= Ausgangstext =
Richardi, Reinhard, Arbeitsrecht im Wandel der Zeit –

Chronik des deutschen Arbeitsrechts. Beck, München 2019. XI, 194 S. Angezeigt von Gerhard Köbler. ZIER 9 (2019) 09. IT

Soweit sich das Leben des Menschen geschichtlich zurückverfolgen lässt, ist es seit dem legendären Verlust des Paradieses von der Mühe und Arbeit der Selbsterhaltung geprägt gewesen, weil der Mensch ohne Suche nach Nahrung nicht überleben kann. Gleichwohl ist der Begriff des Arbeitsrechts als Bezeichnung für ein selbständiges Rechtsgebiet erst nach dem ersten Weltkrieg in die Rechtswissenschaft eingeführt worden. Wie der Verfasser sachkundig darlegt, verwandte ihn die Reichsverfassung der Republik von Weimar, als sie dem Reich in Art. 7 Nr. 9 die konkurrierende Gesetzgebung über das Arbeitsrecht, die Versicherung und den Schutz der Arbeiter und Angestellten sowie den Arbeitsnachweis zuwies und in Art. 157 II ankündigte: Das Reich schafft ein einheitliches Arbeitsrecht.

 

Das Arbeitsrecht in dem Wandel der Zeit ist der Gegenstand des von Hans Dieter Beck angeregten und von dem in Berlin 1937 geborenen, in Berlin und München in der Rechtswissenschaft ausgebildeten, 1960 bei Alfred Hueck mit einer Dissertation über das Verwaltungsrecht des Testamentsvollstreckers an der Mitgliedschaft in einer Personenhandelsgesellschaft promovierten und bei Rolf Dietz 1967 auf Grund einer Schrift über Kollektivgewalt und Individualwille bei der Gestaltung des Arbeitsverhältnisses für bürgerliches Recht, Handelsrecht, Wirtschaftsrecht und Arbeitsrecht habilitierten, seit 1968 in Regensburg wirkenden, Rufe nach Berlin, Göttingen und Heidelberg ablehnenden, 2005 emeritierten Verfasser klar und knapp ausgeführten Werkes. Es geht davon aus, dass man die Prinzipien und Regeln des modernen Arbeitsrechts nur verstehen kann, wenn man den geschichtlichen Hintergrund berücksichtigt, der zu ihrer Ausbildung geführt hat, wobei die Reglementierung durch eine Vielzahl von Gesetzen und Rechtsverordnungen einerseits und das Fehlen einer gesetzlichen Ordnung für Grundprobleme der modernen Arbeitsverfassung andererseits die für die Dogmatik des Arbeitsrechts bestehenden Schwierigkeiten kennzeichnen. Auf dieser Grundlage gliedert der Verfasser seine präzise, auf jahrzehntelange Beschäftigung mit der Materie zurückgehende Darstellung in vier zeitliche Abschnitte.

= Bereitgestellte Daten =

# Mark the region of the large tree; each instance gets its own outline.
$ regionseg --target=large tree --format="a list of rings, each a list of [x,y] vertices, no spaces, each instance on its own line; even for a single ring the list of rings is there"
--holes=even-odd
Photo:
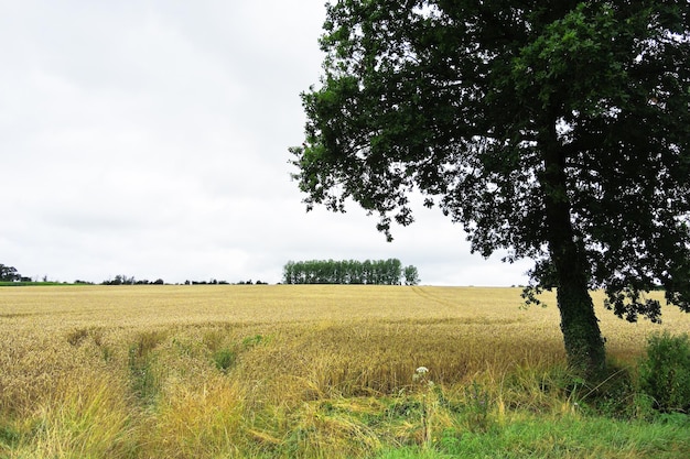
[[[590,289],[616,315],[690,310],[690,2],[341,0],[291,149],[308,209],[378,229],[441,207],[472,250],[535,260],[569,362],[605,365]]]

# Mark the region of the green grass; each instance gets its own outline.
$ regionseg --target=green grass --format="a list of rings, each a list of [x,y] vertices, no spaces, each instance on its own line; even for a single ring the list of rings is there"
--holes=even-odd
[[[486,433],[448,430],[432,449],[390,449],[376,458],[687,458],[688,431],[688,416],[630,422],[516,413]]]

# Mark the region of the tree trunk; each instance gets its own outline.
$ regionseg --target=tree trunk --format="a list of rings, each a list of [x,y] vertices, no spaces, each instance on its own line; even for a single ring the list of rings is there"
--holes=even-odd
[[[585,378],[601,373],[606,363],[604,339],[589,291],[589,267],[571,221],[565,157],[556,121],[542,138],[546,223],[551,262],[556,269],[558,308],[569,364]]]

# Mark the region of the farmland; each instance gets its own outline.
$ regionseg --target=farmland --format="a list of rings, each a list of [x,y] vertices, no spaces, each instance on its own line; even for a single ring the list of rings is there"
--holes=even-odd
[[[522,309],[519,294],[333,285],[0,288],[0,457],[690,452],[687,420],[658,424],[628,413],[621,422],[587,411],[597,387],[578,391],[564,368],[553,295],[545,295],[547,308]],[[690,317],[677,308],[665,308],[664,325],[628,324],[594,297],[621,374],[634,374],[651,332],[690,330]],[[500,447],[500,456],[483,442]]]

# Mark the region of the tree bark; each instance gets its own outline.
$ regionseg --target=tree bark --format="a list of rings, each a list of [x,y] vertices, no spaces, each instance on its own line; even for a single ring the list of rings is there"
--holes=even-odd
[[[542,142],[547,237],[556,270],[557,300],[569,364],[585,378],[601,373],[606,364],[604,339],[589,291],[589,267],[578,243],[568,197],[565,156],[558,140],[556,120]]]

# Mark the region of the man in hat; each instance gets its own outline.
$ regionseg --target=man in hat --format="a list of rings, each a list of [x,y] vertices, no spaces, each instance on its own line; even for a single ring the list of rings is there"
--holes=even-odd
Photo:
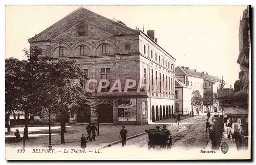
[[[124,126],[122,126],[122,129],[120,131],[120,135],[121,135],[121,138],[122,139],[122,147],[123,147],[124,145],[126,145],[126,137],[127,137],[127,130],[125,129],[125,127]]]
[[[166,126],[164,125],[163,126],[163,129],[161,130],[162,131],[168,131],[168,135],[170,135],[170,131],[166,129]]]

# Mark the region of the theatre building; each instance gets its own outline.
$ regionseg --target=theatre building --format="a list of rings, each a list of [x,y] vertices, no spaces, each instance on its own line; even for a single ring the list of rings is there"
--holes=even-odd
[[[29,42],[41,50],[41,57],[74,59],[90,79],[109,81],[109,87],[94,92],[89,98],[90,104],[80,108],[90,110],[70,114],[69,121],[97,122],[99,119],[100,123],[143,125],[165,120],[175,111],[175,59],[155,37],[154,30],[133,29],[79,8]],[[165,82],[166,90],[158,85],[155,91],[144,87],[137,91],[140,80],[152,89],[155,79]],[[135,80],[136,85],[123,92],[128,79]],[[116,80],[120,80],[122,91],[110,94]],[[92,84],[97,89],[98,84]],[[101,112],[98,117],[97,108]]]

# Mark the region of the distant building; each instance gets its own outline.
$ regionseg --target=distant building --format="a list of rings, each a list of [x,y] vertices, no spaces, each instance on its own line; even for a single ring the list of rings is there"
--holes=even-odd
[[[175,92],[176,110],[180,114],[188,114],[193,109],[196,113],[197,107],[191,106],[191,98],[193,91],[198,90],[204,98],[204,105],[199,107],[199,111],[218,111],[218,104],[215,103],[215,93],[217,93],[221,80],[209,75],[204,72],[189,69],[188,67],[177,66],[175,68]]]
[[[99,116],[101,123],[146,124],[169,118],[175,110],[176,59],[159,45],[154,30],[145,34],[80,8],[29,42],[30,46],[41,50],[41,57],[74,59],[90,79],[106,79],[110,86],[118,79],[123,89],[127,79],[137,83],[143,80],[152,86],[153,79],[157,79],[167,84],[165,91],[158,86],[155,92],[137,92],[136,85],[126,92],[117,92],[111,96],[113,104],[98,106],[103,112]],[[104,89],[93,93],[90,105],[82,105],[82,108],[90,110],[89,113],[70,114],[69,120],[97,122],[95,101],[102,98],[102,93],[108,93],[110,87]]]
[[[250,22],[248,7],[243,12],[243,17],[240,20],[239,27],[239,54],[237,63],[240,65],[241,72],[239,73],[239,80],[234,85],[235,92],[249,88],[249,67],[250,55]],[[248,93],[248,92],[247,92]]]

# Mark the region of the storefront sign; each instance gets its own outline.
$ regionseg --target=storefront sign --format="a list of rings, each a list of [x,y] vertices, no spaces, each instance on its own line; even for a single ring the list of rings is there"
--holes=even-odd
[[[91,115],[97,116],[96,108],[91,108]]]

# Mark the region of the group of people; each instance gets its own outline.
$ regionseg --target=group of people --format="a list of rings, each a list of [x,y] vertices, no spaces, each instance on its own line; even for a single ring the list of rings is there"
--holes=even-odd
[[[84,133],[82,134],[82,136],[81,137],[81,148],[83,150],[84,150],[87,148],[87,144],[89,141],[95,141],[96,132],[97,131],[97,128],[95,126],[95,124],[93,123],[90,123],[86,127],[86,129],[87,130],[87,133],[88,136],[86,138],[84,136]],[[91,134],[92,134],[92,136],[91,137]]]

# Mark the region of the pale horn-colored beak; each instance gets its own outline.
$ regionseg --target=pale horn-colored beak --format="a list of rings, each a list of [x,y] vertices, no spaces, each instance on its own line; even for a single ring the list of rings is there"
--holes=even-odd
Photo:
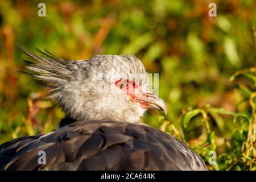
[[[144,105],[145,108],[161,110],[166,115],[167,114],[167,106],[164,101],[149,89],[147,89],[147,93],[139,94],[135,99],[140,102],[145,102],[146,105]]]

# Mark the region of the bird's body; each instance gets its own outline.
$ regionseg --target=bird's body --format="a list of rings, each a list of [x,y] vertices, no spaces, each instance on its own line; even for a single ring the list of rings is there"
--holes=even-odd
[[[147,88],[145,68],[134,56],[64,61],[21,48],[39,62],[26,61],[27,68],[52,88],[49,97],[67,117],[53,132],[1,145],[0,170],[207,169],[184,143],[142,123],[147,109],[166,113],[167,107]],[[45,164],[38,162],[40,151]]]
[[[0,146],[2,170],[205,170],[176,138],[149,126],[114,121],[78,121],[49,134]],[[45,165],[38,155],[46,152]]]

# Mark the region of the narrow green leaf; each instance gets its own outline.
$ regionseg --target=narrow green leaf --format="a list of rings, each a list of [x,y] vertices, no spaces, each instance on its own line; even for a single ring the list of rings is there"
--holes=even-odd
[[[186,128],[187,126],[188,126],[188,122],[192,119],[192,118],[196,116],[201,112],[201,109],[197,109],[187,113],[186,114],[185,114],[185,115],[184,116],[183,119],[182,120],[181,126],[183,126],[184,128]]]

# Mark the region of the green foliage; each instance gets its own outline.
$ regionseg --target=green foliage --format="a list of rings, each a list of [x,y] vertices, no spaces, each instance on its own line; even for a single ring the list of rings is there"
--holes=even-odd
[[[147,124],[210,170],[256,170],[255,1],[216,1],[217,17],[204,0],[47,1],[46,17],[40,2],[0,1],[0,143],[52,131],[64,117],[47,89],[17,72],[27,57],[16,44],[68,60],[127,53],[160,73],[168,113],[149,113]]]

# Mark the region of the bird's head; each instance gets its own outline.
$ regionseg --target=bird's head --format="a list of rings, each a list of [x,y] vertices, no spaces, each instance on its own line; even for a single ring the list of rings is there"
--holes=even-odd
[[[145,68],[134,56],[101,55],[64,61],[43,52],[45,57],[42,58],[22,49],[39,61],[27,68],[53,87],[49,97],[59,101],[65,113],[76,120],[135,123],[141,122],[148,109],[167,113],[164,102],[147,88]]]

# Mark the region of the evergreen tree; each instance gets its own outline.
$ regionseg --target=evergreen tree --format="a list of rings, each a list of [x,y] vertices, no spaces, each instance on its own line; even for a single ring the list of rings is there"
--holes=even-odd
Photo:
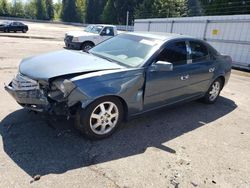
[[[10,16],[10,3],[7,0],[0,1],[0,15]]]
[[[107,24],[117,24],[117,14],[114,0],[108,0],[102,14],[102,21]]]
[[[47,18],[44,0],[36,0],[36,18],[39,20],[45,20]]]
[[[12,8],[11,8],[11,15],[16,17],[24,17],[25,11],[24,11],[24,5],[22,1],[18,0],[16,1]]]
[[[62,1],[62,20],[65,22],[79,22],[80,19],[77,14],[76,0]]]
[[[24,14],[26,18],[36,19],[36,0],[31,0],[24,5]]]
[[[86,0],[76,0],[76,9],[80,22],[85,22]]]
[[[52,20],[54,18],[54,5],[53,0],[45,0],[46,2],[46,12],[48,20]]]

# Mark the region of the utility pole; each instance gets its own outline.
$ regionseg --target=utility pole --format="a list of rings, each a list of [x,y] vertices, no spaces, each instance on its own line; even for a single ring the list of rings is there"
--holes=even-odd
[[[14,15],[16,16],[16,0],[14,0]]]
[[[129,11],[127,11],[126,31],[128,31],[128,20],[129,20]]]

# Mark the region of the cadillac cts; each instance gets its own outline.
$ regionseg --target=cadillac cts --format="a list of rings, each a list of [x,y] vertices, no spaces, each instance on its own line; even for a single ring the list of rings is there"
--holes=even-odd
[[[127,33],[88,53],[63,50],[22,60],[5,89],[23,107],[75,118],[85,136],[110,136],[129,117],[202,98],[214,103],[231,58],[184,35]]]

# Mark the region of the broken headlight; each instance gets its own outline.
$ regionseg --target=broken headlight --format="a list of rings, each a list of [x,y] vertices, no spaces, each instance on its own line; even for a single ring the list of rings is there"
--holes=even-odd
[[[67,79],[58,79],[53,82],[53,86],[59,89],[64,97],[68,96],[73,89],[76,88],[75,84]]]

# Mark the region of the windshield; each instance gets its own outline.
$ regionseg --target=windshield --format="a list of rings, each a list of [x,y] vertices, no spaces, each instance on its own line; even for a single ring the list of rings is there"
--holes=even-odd
[[[139,67],[161,43],[153,38],[122,34],[106,40],[89,52],[128,67]]]
[[[102,28],[103,26],[99,25],[89,25],[84,31],[99,34],[102,31]]]

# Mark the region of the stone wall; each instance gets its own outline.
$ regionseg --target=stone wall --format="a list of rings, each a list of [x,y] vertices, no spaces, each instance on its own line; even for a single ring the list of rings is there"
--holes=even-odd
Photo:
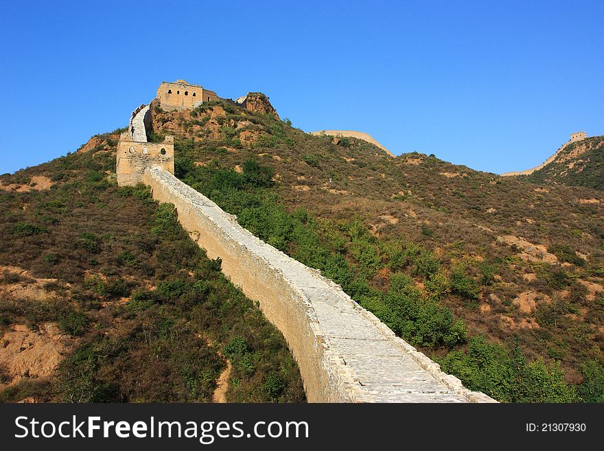
[[[207,102],[209,96],[216,100],[216,93],[206,91],[198,84],[189,84],[184,80],[178,80],[174,83],[162,82],[157,89],[156,98],[162,109],[170,110],[190,109]]]
[[[132,111],[128,122],[128,130],[132,141],[147,141],[147,132],[145,118],[149,116],[149,105],[141,105]]]
[[[588,137],[585,132],[577,132],[577,133],[570,134],[570,142],[574,143],[577,141],[583,141]]]
[[[144,181],[174,205],[210,258],[283,333],[307,397],[323,402],[492,402],[445,374],[319,272],[241,227],[236,218],[160,167]]]
[[[145,171],[155,165],[174,173],[174,137],[165,137],[163,143],[148,143],[146,127],[150,116],[149,105],[141,105],[132,112],[128,131],[119,136],[115,155],[119,186],[143,183]]]

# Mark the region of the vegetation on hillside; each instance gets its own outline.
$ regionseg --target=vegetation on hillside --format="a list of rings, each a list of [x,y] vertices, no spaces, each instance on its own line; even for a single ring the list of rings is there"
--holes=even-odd
[[[579,202],[593,191],[393,159],[229,104],[156,108],[154,124],[176,137],[178,176],[470,388],[509,402],[604,391],[602,207]]]
[[[535,183],[568,185],[604,191],[604,136],[569,144],[555,160],[523,178]]]
[[[53,322],[69,346],[51,377],[25,375],[0,400],[209,402],[226,357],[229,401],[303,401],[283,336],[220,260],[189,238],[171,205],[143,186],[117,186],[117,136],[1,178],[52,181],[48,191],[0,189],[0,264],[56,281],[32,299],[9,290],[31,280],[0,273],[0,336],[14,324]],[[8,373],[0,368],[0,384]]]

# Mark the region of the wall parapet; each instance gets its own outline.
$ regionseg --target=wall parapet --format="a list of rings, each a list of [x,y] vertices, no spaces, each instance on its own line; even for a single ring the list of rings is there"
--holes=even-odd
[[[161,166],[144,182],[222,272],[283,333],[309,401],[495,402],[397,337],[319,271],[255,237],[236,218]]]

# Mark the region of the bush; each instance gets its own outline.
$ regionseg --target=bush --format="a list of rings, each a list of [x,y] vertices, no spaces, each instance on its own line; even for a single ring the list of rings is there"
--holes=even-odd
[[[598,360],[588,360],[581,365],[583,382],[577,391],[584,402],[604,402],[604,365]]]
[[[264,379],[264,393],[273,401],[281,396],[285,388],[286,384],[278,374],[271,373]]]
[[[89,253],[98,254],[101,252],[101,239],[94,233],[82,233],[78,238],[78,247]]]
[[[311,154],[305,154],[302,155],[302,161],[309,166],[316,167],[318,166],[318,157]]]
[[[457,266],[453,269],[450,281],[451,292],[472,301],[478,299],[478,286],[474,279],[466,275],[463,266]]]
[[[224,347],[224,355],[231,358],[242,356],[246,352],[248,352],[247,340],[242,336],[233,337]]]
[[[18,237],[32,236],[33,235],[39,235],[48,231],[46,227],[37,226],[27,222],[19,222],[15,224],[14,233]]]
[[[509,349],[470,339],[467,350],[453,351],[439,359],[443,371],[459,378],[464,385],[503,402],[574,402],[574,387],[564,379],[559,363],[527,363],[515,343]]]
[[[253,187],[266,187],[272,185],[275,170],[269,166],[263,166],[252,159],[244,161],[243,174],[246,183]]]

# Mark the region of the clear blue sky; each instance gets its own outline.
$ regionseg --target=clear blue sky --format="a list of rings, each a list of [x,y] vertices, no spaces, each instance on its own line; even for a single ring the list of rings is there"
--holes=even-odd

= Aufgaben =
**1.** Beantworte anhand der Buchbesprechung:
(a) In welchem Artikel kündigte die Reichsverfassung der Republik von Weimar an, dass das Reich ein einheitliches Arbeitsrecht schafft?
(b) Bei wem habilitierte sich der Verfasser 1967?
(c) In wie viele zeitliche Abschnitte gliedert der Verfasser seine Darstellung?
**2.** Schreibe aus den Datensätzen alles von der Zeile mit „# Mark the region of the utility“ bis hinunter zur Zeile mit „[[[102,28],[103,26],[99,25],[89,25],[84,31],[99,34],[102,31]]]“ unverändert ab, beide Zeilen eingeschlossen.

= Lösungen =
**1.**
(a) In Art. 157 II.
(b) Bei Rolf Dietz.
(c) In vier.

**2.**
# Mark the region of the utility pole; each instance gets its own outline.
$ regionseg --target=utility pole --format="a list of rings, each a list of [x,y] vertices, no spaces, each instance on its own line; even for a single ring the list of rings is there"
--holes=even-odd
[[[14,15],[16,16],[16,0],[14,0]]]
[[[129,11],[127,11],[126,31],[128,31],[128,20],[129,20]]]

# Mark the region of the cadillac cts; each instance gets its own outline.
$ regionseg --target=cadillac cts --format="a list of rings, each a list of [x,y] vertices, no spaces, each instance on its own line; even for a single ring the list of rings is there"
--holes=even-odd
[[[127,33],[88,53],[63,50],[22,60],[5,89],[23,107],[75,118],[85,136],[110,136],[129,117],[202,98],[214,103],[231,58],[184,35]]]

# Mark the region of the broken headlight; each instance gets its own outline.
$ regionseg --target=broken headlight --format="a list of rings, each a list of [x,y] vertices, no spaces, each instance on its own line; even for a single ring the list of rings is there"
--holes=even-odd
[[[67,79],[58,79],[53,82],[53,86],[59,89],[64,97],[68,96],[73,89],[76,88],[75,84]]]

# Mark the region of the windshield; each instance gets its own outline.
$ regionseg --target=windshield --format="a list of rings, each a list of [x,y] vertices, no spaces, each instance on its own line; even for a single ring the list of rings is there"
--holes=even-odd
[[[139,67],[161,43],[153,38],[122,34],[106,40],[89,52],[128,67]]]
[[[102,28],[103,26],[99,25],[89,25],[84,31],[99,34],[102,31]]]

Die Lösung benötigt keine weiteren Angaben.